[Dataset items]

>> BEGIN

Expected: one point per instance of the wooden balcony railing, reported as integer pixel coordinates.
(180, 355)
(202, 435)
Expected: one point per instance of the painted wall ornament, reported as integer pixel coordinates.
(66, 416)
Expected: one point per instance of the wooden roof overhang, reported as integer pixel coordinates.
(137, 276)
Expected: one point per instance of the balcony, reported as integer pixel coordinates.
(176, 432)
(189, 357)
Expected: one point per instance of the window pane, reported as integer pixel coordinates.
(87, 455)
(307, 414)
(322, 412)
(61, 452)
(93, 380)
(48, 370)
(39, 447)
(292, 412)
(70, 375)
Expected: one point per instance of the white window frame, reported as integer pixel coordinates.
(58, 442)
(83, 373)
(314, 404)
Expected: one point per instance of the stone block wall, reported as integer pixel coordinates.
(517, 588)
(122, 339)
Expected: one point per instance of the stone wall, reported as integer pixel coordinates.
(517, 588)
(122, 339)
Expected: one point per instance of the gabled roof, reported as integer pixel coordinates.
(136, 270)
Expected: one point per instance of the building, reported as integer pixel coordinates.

>> END
>> BEGIN

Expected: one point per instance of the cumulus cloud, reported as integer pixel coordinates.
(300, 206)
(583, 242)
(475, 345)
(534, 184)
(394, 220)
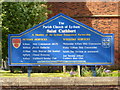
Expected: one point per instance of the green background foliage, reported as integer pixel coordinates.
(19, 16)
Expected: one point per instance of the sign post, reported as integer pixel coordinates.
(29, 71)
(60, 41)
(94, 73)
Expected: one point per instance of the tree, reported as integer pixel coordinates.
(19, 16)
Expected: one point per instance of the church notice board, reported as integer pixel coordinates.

>> END
>> BEGIN

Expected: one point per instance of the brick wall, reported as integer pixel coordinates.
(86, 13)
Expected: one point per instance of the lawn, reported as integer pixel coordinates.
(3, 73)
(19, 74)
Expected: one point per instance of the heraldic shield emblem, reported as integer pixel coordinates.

>> END

Retype the listing lines exactly, starting at the line that contains "Expected: one point per instance of the stone block" and stopping after the line that contains "Expected: one point per instance of the building, reported".

Expected: one point per instance of the stone block wall, reported as integer pixel coordinates.
(517, 588)
(122, 339)
Expected: one point per instance of the stone wall, reported as integer pixel coordinates.
(517, 588)
(122, 339)
Expected: one point per instance of the gabled roof, reported as integer pixel coordinates.
(136, 270)
Expected: one point per instance of the building, reported as integer pixel coordinates.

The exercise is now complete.